EXCERPTED PASSAGE =
We recognize what matters today for many funds is helping portfolio companies survive a sharp drop in revenues rather than discerning how much first quarter marks may fall from the last valuation.

Scooter rental firm Lime reportedly is trying to raise capital at a valuation that is 80% below its last raise. Dilution and a valuation mark-down may be a bitter pill for existing investors, but for many money losing enterprises with dwindling cash such as Lime, it is unavoidable if the firm is to survive.

Marking to Models and Unhinged Markets

Our focus is on valuing illiquid securities, not sourcing capital. One of our colleagues once said that valuing private equity and credit portfolios is about marking as close to market as possible; it is not marking to a price target predicated on an investment thesis. The accountants provide perspective and guidance, but not precision beyond the preference hierarchy of Level 1 vs. Level 2 vs. Level 3 valuation inputs. ASC 820-10-20 defines fair value as, “the price that would be received to sell an asset or paid to transfer a liability in an orderly transaction between market participants at the measurement date.” Fair value from the accountant’s perspective represents the exit price of the subject asset for a market participant in the principal or most advantageous market. Exit multiples are a theoretical concept today in which private equity and credit markets are frozen, but that will not always be the case. One never knows how much price dislocation is due to illiquidity vs. the market’s reassessment of fundamentals. Time will tell, but the impact of the governments response to COVID-19 on the economy is unlikely to be transitory. As it relates to marking private equity and credit to market or some semblance thereof, we offer these initial thoughts:

  • Guideline M&A and capital raise transaction data observed prior to February 2020 are not as informative because markets and businesses are adjusting to an emerging recession that may be very deep.

Records excerpted from a collection:
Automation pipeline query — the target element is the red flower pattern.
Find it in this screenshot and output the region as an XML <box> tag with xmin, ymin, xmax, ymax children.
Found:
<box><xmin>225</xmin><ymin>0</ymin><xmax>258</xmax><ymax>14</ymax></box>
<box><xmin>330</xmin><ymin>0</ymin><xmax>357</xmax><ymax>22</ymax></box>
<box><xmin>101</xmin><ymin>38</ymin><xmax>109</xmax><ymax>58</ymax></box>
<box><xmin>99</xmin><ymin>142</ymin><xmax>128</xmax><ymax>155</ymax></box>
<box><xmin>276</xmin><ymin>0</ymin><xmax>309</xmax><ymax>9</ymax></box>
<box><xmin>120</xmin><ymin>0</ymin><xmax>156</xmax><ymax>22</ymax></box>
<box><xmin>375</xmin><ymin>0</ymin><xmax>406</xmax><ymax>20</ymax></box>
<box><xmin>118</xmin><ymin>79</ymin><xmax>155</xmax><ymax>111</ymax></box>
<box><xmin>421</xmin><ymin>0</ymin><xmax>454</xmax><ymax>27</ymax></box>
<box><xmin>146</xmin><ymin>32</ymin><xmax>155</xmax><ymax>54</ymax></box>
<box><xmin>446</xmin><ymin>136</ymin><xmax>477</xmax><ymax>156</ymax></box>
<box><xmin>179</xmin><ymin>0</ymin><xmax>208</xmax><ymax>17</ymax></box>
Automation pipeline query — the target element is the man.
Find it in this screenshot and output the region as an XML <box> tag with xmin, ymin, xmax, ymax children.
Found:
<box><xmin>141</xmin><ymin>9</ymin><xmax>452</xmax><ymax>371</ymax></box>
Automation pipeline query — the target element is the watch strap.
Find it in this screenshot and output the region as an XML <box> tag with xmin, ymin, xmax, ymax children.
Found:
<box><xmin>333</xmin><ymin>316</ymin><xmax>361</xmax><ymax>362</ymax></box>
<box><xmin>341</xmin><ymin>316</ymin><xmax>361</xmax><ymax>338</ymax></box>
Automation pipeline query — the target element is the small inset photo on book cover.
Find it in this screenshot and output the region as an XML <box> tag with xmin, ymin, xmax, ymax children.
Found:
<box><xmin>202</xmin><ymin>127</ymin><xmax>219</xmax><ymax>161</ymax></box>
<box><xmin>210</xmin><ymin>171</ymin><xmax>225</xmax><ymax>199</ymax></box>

YOUR TASKS =
a - Answer these questions from the passage on valuing illiquid securities, one answer per line, marked to match:
(i) How far below its last raise is Lime reportedly trying to raise capital?
(ii) Which ASC section does the passage quote for its definition of fair value?
(iii) Guideline M&A and capital raise transaction data observed before what month are called less informative?
b - From the passage on valuing illiquid securities, copy the section starting at "We recognize what" and ending at "the last valuation.".
c - Carry on the passage on valuing illiquid securities from its final sentence.

ANSWERS TO THE EXERCISE =
a -
(i) 80%
(ii) ASC 820-10-20
(iii) February 2020

b -
We recognize what matters today for many funds is helping portfolio companies survive a sharp drop in revenues rather than discerning how much first quarter marks may fall from the last valuation.

c -
  • Guideline public company data provides a market assessment of how much value has been impacted but observed multiples convey less information because earnings do not yet reflect any post-COVID results.
  • Analyst estimates are hypothesized guesses.
  • Other than early-to-intermediate stage VC-type investments, there will be little tolerance or interest in portfolio companies that incinerate cash.
  • Additional capital will be limited to growth opportunities that produce value rather than infusions to cover operating deficits or to just grow revenues.
  • Investment horizons have extended because it likely will take time for the IPO and M&A market to reopen without distressed pricing.
  • EBITDA add-backs for equity and credit investments will be limited to those that truly reflect non-recurring items and will be more likely to exclude “what could be” adjustments based upon future actions to be taken.

Primacy of Cash Flow

So how does one value private equity and credit in a developing recession or depression that may be very deep and of an unknown duration? Our view is that investors will be more focused than ever on cash flow and earning power because the era of ridiculous valuations on flimsy pro-forma EBITDA is over.

Table 1 provides a sample overview of the template we use at Mercer Capital. The process is not intended to create an alternate reality; rather, it is designed to shed light on core trends about where the company has been and where it may be headed. Adjustments are intended to strip-out non-recurring items and items that are not related to the operations of the business.

In addition, EBITDA is but one measure to be examined because EBITDA is a good base earnings measure, but it does not measure cash flow. Capex, working capital and debt service requirements are to be considered, too.

The adjusted earnings history should create a bridge to next year’s budget, and the budget a bridge to multi-year projections. The basic question to be addressed: Does the historical trend in adjusted earnings lead one to conclude that the budget and multi-year projections are reasonable with the underlying premise that the adjustments applied are reasonable?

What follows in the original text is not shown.